• _Page_

The first time I went to see Diyan after he returned from Iran, I slept with him. But I knew that day that everything had changed – for both of us. He was married and planning to bring his wife to England as soon as she got a visa, and I had grown up and moved away from him. We were two totally different people – different from the way we had been three years previously as well as different from each other – and we didn’t really understand each other anymore. It was incredibly sad. After we had been together for so long, it was hard enough to admit, even to ourselves, that it was over and neither of us wanted to say it out loud. During the next few days, we gradually drifted further and further apart, and then stopped seeing each other altogether.
Despite the heartbreak of our separation, I hadn’t actually been faithful to, or honest with, Diyan while he was in Iran. There had been a funfair in the local park about a week before he came back and when I went to it one evening, I bumped into a guy called Baashir who worked in a takeaway food place in town. I had chatted to him before, and when I went back to his flat with him that night, we both got paralytically drunk. Even though it was after Diyan had told me on the phone about his marriage, in my mind we were still technically together, so sleeping with Baashir was like cheating on him. Maybe that’s why it felt almost like a punishment and why I hated every minute of it and kept thinking, ‘I don’t want this. I want Diyan.’
Baashir was the first person other than Diyan I had had sex with for more than two years. We didn’t use protection that night and I was very worried afterwards in case I had caught an STD or got pregnant. I had grown up a lot since the days when I used to lie on a bed in someone else’s house waiting for the door to open and the next faceless man to walk into the room and have sex with me. Being 16 years old and aware of the risks of having sex without contraception might not sound like a very significant marker of responsibility, but it was a real turning point for me.

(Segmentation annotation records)
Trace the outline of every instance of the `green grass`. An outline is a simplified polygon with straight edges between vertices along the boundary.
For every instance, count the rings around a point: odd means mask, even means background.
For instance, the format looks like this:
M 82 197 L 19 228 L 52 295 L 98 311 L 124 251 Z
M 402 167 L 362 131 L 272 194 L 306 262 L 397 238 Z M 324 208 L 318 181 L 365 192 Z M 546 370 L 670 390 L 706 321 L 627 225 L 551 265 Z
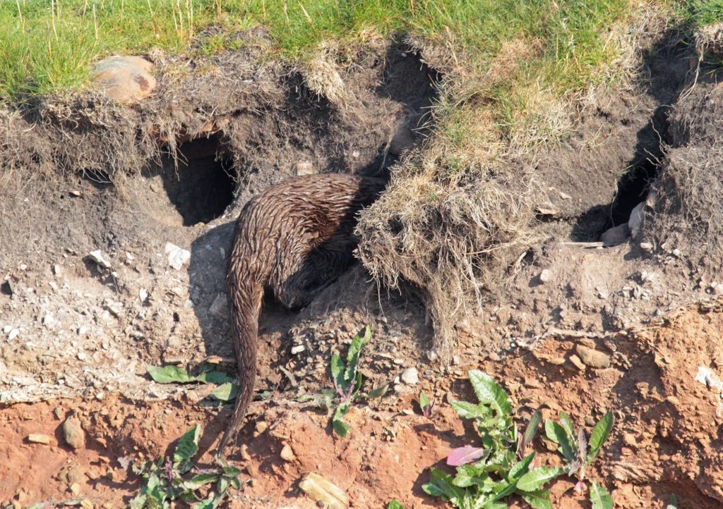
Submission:
M 81 86 L 88 64 L 106 55 L 159 47 L 181 51 L 209 25 L 227 30 L 268 27 L 285 56 L 304 59 L 326 40 L 406 31 L 432 43 L 451 41 L 461 65 L 482 72 L 513 39 L 540 51 L 519 77 L 542 77 L 567 90 L 594 79 L 616 48 L 611 25 L 630 0 L 4 0 L 0 2 L 0 98 Z M 200 51 L 227 47 L 222 35 Z M 524 74 L 526 74 L 525 76 Z

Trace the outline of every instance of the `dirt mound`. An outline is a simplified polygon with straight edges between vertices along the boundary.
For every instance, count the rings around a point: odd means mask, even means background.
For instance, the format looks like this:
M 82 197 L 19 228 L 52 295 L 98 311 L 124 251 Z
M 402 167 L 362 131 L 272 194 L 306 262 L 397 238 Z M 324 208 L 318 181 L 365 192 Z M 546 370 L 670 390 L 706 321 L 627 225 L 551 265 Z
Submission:
M 478 440 L 446 402 L 473 398 L 466 372 L 479 368 L 502 382 L 522 417 L 540 406 L 545 418 L 562 409 L 589 429 L 591 418 L 614 412 L 613 434 L 589 476 L 607 485 L 616 507 L 664 507 L 671 495 L 680 508 L 719 507 L 722 327 L 723 313 L 708 306 L 633 334 L 604 341 L 549 339 L 533 352 L 518 350 L 504 359 L 482 361 L 479 341 L 464 337 L 459 363 L 450 373 L 424 373 L 414 390 L 402 386 L 373 407 L 354 407 L 347 417 L 353 427 L 343 440 L 331 433 L 325 412 L 294 401 L 298 389 L 289 386 L 273 400 L 254 404 L 257 417 L 241 438 L 247 452 L 243 458 L 236 449 L 231 455 L 244 474 L 242 490 L 234 493 L 230 506 L 315 507 L 298 487 L 309 471 L 344 490 L 352 507 L 383 507 L 392 498 L 408 508 L 440 506 L 421 486 L 429 467 L 448 468 L 443 464 L 450 448 Z M 372 348 L 380 343 L 374 340 Z M 610 367 L 574 365 L 570 359 L 578 351 L 576 344 L 608 356 Z M 300 383 L 309 391 L 323 386 L 312 379 L 300 379 Z M 431 419 L 415 413 L 419 390 L 438 404 Z M 556 394 L 554 401 L 551 391 Z M 156 402 L 111 396 L 101 401 L 63 399 L 4 408 L 0 503 L 60 503 L 76 496 L 69 487 L 77 483 L 77 496 L 95 505 L 122 506 L 139 482 L 127 462 L 169 453 L 172 438 L 194 422 L 206 423 L 198 462 L 207 464 L 231 410 L 215 418 L 215 410 L 194 404 L 196 397 L 189 391 Z M 85 430 L 85 448 L 73 451 L 64 442 L 62 424 L 71 414 Z M 50 444 L 28 443 L 30 433 L 48 435 Z M 285 445 L 294 453 L 291 461 L 281 457 Z M 541 443 L 536 464 L 556 461 Z M 584 497 L 574 495 L 573 485 L 565 478 L 553 484 L 555 507 L 589 507 Z M 511 507 L 522 505 L 515 501 Z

• _Things to do_
• A. Based on the passage about Diyan, say whether each statement agrees with it, answering yes or no and quoting the words that decide it: (i) Diyan was married when he came back from Iran. (ii) The funfair took place about a month before Diyan returned. (iii) Baashir worked in a takeaway food place in town.
• B. Copy the stretch of the passage about Diyan from "The first time" through "each other altogether.", swapping "three years" for "four years".
None of this data is needed.

• _Solutions in order_
• A.
(i) Yes: "He was married and planning to bring his wife to England as soon as she got a visa"
(ii) No: "There had been a funfair in the local park about a week before he came back"
(iii) Yes: "a guy called Baashir who worked in a takeaway food place in town"

• B.
The first time I went to see Diyan after he returned from Iran, I slept with him. But I knew that day that everything had changed – for both of us. He was married and planning to bring his wife to England as soon as she got a visa, and I had grown up and moved away from him. We were two totally different people – different from the way we had been four years previously as well as different from each other – and we didn’t really understand each other anymore. It was incredibly sad. After we had been together for so long, it was hard enough to admit, even to ourselves, that it was over and neither of us wanted to say it out loud. During the next few days, we gradually drifted further and further apart, and then stopped seeing each other altogether.